▶ _EXERCISE_:
Every line from the first in the listing below to the line containing "find the hanging dead leaf" is to be repeated exactly, and no line past it.

▶ _SOURCE INFORMATION_:

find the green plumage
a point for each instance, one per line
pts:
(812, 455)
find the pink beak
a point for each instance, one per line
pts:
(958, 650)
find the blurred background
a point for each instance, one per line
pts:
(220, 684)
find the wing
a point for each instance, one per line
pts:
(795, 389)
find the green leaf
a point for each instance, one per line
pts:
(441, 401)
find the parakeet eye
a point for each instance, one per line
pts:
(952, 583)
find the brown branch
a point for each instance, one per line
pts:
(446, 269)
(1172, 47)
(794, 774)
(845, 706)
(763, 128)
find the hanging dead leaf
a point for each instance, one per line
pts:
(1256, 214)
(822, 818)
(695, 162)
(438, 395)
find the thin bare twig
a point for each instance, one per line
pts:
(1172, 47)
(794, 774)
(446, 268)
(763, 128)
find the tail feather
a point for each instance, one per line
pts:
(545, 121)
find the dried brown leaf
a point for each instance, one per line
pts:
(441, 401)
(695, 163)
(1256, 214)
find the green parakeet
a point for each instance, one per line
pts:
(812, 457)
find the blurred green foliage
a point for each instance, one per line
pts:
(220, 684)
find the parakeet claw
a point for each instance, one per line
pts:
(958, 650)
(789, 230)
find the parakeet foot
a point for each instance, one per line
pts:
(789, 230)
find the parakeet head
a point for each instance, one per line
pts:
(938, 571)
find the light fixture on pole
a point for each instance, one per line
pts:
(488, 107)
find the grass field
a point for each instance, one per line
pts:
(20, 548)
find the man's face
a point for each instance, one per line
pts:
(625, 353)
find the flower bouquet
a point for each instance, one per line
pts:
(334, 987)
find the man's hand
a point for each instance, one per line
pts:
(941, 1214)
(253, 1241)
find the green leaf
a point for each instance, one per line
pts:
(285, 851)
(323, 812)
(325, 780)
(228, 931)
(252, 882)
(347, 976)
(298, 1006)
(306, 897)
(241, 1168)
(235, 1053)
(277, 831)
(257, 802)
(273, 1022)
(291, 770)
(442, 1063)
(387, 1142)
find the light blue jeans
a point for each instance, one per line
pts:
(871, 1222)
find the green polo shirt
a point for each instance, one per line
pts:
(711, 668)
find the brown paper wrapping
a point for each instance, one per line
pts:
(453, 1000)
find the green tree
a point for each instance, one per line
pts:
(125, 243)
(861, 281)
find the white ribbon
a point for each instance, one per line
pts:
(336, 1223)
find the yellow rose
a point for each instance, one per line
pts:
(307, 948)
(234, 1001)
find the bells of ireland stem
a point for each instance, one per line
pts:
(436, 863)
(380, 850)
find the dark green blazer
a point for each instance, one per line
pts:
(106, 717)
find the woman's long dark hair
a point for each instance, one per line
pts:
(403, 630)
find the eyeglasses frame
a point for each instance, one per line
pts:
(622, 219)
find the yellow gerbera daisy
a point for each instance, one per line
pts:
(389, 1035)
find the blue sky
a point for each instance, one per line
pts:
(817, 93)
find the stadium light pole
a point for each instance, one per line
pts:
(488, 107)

▶ _RESULT BELOW_:
find the green plumage
a point for each instance, one per line
pts:
(812, 455)
find the pink beak
a point for each instance, one per line
pts:
(958, 650)
find the blurred background
a point for each instance, one per line
pts:
(220, 684)
find the wing
a point for each instance, one per line
pts:
(795, 389)
find the green leaf
a point for each instance, one per line
pts:
(441, 401)
find the parakeet eye
a point for each instance, one per line
pts:
(952, 583)
find the brown branch
a point for each instance, one per line
pts:
(446, 269)
(1172, 47)
(794, 774)
(845, 706)
(763, 128)
find the hanging dead leaf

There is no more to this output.